DIRITTO URBANISTICO - Permesso di costruire - Proroga - Rinnovo - Differenza - Disciplina applicabile. Diversamente dal caso della proroga, che si limita a prolungare la durata del rapporto amministrativo, accedendo all’originario permesso di costruire, il rinnovo costituisce autonomo titolo edilizio, soggetto al rispetto della normativa vigente al momento della sua adozione (tra le tante, Cons. Stato, Sez. V, 19 settembre 2008, n. 4528). Pres. Lignani, Est. Fantini - F.R. e altro (avv.ti Busiri Vici e Frenguelli) c. Comune di Umbertide (avv. Agea) - TAR UMBRIA, Sez. I - 15 settembre 2010, n. 465
 

 

 

REPUBBLICA ITALIANA

IN NOME DEL POPOLO ITALIANO

 

N. 00465/2010 REG.SEN.
N. 00184/2009 REG.RIC.


Il Tribunale Amministrativo Regionale per l'Umbria

(Sezione Prima)

_____

• COMPITI
1 - Trascrivi il passo del documento sul permesso di costruire partendo da "REPUBBLICA ITALIANA" e proseguendo fino a "(Sezione Prima)" incluso.
2 - Riscrivi le righe dell'elenco più sotto partendo dalla prima e proseguendo fino a quella che contiene "hole rule even-odd" compresa, con "telephone line" al posto di "power line" e tutto il resto invariato. Lascia fuori le immagini.

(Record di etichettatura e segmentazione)
_____

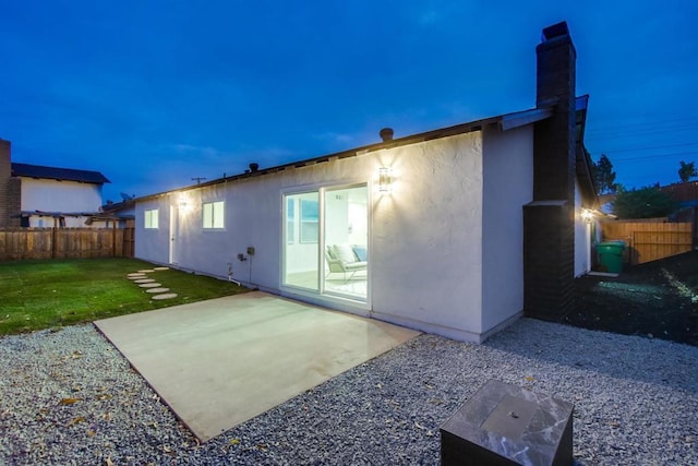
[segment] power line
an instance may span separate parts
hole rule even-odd
[[[694,152],[677,152],[674,154],[658,154],[658,155],[646,155],[642,157],[627,157],[627,158],[614,158],[611,163],[615,164],[616,162],[630,162],[630,160],[645,160],[650,158],[662,158],[662,157],[674,157],[677,155],[696,155],[698,156],[698,151]]]
[[[689,145],[698,145],[698,142],[689,142],[686,144],[665,144],[665,145],[653,145],[646,147],[633,147],[633,148],[617,148],[612,151],[602,151],[603,154],[617,154],[619,152],[639,152],[639,151],[651,151],[655,148],[667,148],[667,147],[686,147]]]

_____

• SOLUZIONI
1 -
REPUBBLICA ITALIANA

IN NOME DEL POPOLO ITALIANO

 

N. 00465/2010 REG.SEN.
N. 00184/2009 REG.RIC.


Il Tribunale Amministrativo Regionale per l'Umbria

(Sezione Prima)

2 -
[segment] telephone line
an instance may span separate parts
hole rule even-odd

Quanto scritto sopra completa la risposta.